Provided passage:
- Opening Delimiter -

For me, the love of reading began at an early age, largely thanks to my mother who taught me before I went to school. The story goes, I was sitting opposite my teacher in Primary One. She was reading the paper and I, being the curious sort, read it too. Except I read it from my desk, upside down. My teacher, thinking she would teach me a valuable lesson, asked me to read one of the articles to her. When that didn’t embarrass me or thwart me sufficiently, she then asked me to explain my understanding of what I’d just read. What she didn’t realise was this was exactly the kind of exercise my mother would give me. I revelled in such cross-examination! I’m not sure if my primary teacher was impressed or whether I had just marked myself as the class trouble maker. I suspect the latter.

A love of reading turned into a love of writing. I wanted to create worlds where I could escape and lose myself, take myself away from whatever was going on in my own world. I suppose looking back, I wanted to transform my reality. Pretend I was the heroine of an altogether different story.

My writing started as apologetic poetry,  mainly (again) to my mother, and then the words grew into short stories delving into the quagmire of my thoughts. I found I could write far more easily than I could express feelings verbally. For me, writing was an absolute necessity. I couldn’t function without writing. It was the only thing that helped me make sense of a life that was challenging and, at times, traumatic to navigate.

After receiving an unconditional offer from Napier University to study a Bachelor of Arts in Publishing and Editing, I thought my course was set, but ‘life’ intervened and my path took a different route. It took me 10 years to get back to my studies and I was in my late 20’s before I found myself working in a publishing house – initially in the dark arts of Marketing across a range of titles and then (hallelujah) as Deputy Editor of an International Publication.

Clearly, I had a few life lessons to learn before I set upon that road. It certainly wasn’t easy to get where I am now.

- Closing Delimiter -

Your instructions: Write what comes next in the personal essay on reading and writing, starting right after its last sentence. The material after the personal essay on reading and writing is separate from it.

Stored data records:
- Opening Delimiter -

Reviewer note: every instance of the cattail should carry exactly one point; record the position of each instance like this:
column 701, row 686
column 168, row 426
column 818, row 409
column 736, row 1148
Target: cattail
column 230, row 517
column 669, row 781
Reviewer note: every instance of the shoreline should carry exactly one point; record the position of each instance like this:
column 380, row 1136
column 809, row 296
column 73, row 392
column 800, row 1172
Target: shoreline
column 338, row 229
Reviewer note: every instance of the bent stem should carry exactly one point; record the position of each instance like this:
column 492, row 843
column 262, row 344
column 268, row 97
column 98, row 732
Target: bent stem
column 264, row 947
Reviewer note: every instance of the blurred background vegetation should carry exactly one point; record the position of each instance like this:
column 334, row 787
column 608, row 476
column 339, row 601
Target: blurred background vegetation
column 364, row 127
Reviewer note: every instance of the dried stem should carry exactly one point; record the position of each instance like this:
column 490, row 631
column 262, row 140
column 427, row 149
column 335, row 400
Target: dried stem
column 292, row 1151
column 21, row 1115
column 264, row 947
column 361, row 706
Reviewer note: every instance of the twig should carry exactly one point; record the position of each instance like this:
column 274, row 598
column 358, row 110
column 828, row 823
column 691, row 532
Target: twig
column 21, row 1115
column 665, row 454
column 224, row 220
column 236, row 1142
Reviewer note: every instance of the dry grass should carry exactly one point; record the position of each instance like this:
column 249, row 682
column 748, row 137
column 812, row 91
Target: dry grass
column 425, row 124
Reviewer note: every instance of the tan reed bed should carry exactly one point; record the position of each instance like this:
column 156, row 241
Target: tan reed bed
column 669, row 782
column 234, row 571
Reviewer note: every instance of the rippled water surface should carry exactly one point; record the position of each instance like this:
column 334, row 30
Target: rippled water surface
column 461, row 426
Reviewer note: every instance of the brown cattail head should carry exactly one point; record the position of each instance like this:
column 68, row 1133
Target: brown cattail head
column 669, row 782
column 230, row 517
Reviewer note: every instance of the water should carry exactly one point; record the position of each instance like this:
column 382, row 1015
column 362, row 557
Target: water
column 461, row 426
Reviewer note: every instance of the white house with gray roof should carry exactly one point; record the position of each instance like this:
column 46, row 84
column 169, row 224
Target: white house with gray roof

- Closing Delimiter -

Response for this exercise:
I learned that if you want something bad enough, no matter what obstacles you have to overcome, you’ll get there. Just put one foot in front of the other and keep going.  The most important part of that is, you’ve got to want it. So much of writing your own story is about just that. The drive to keep going. Perseverance!

The theme consistent with all my own writing is Transformation and I look for that in other writers and authors. 

I truly believe in the transformational power of words whether that’s on the page, on the screen or the words we use in our minds – that inner dialogue. Words have the power to heal. In fact Narrative Therapy and even Bibliotherapy are testament to the importance and power of the words we identify with in our world.

If you have a story to tell but you have no idea where to start, or perhaps you have a family, or work long hours and you simply don’t have the time, then you’ve come to the ‘write place’ (groan …lol). I am here to help you transform that seed of an idea into reality. With ghostwriting or coaching/mentoring services you will see your story emerge. Are you ready to begin? 

Evie McRae is a professional member of the Australian Society of Authors. As a published author, writer/ghostwriter, she has been featured in a number of  publications both in Australia and the UK.  She is the  former Deputy Editor of Natural Health & Wellbeing, though more recently she was the Ghostwriter for Internationally acclaimed Psychic Medium Peter Williams. His Memoir “Searching Spirit” officially launched on 18th August 2019 and already has a swathe of 5-star reviews.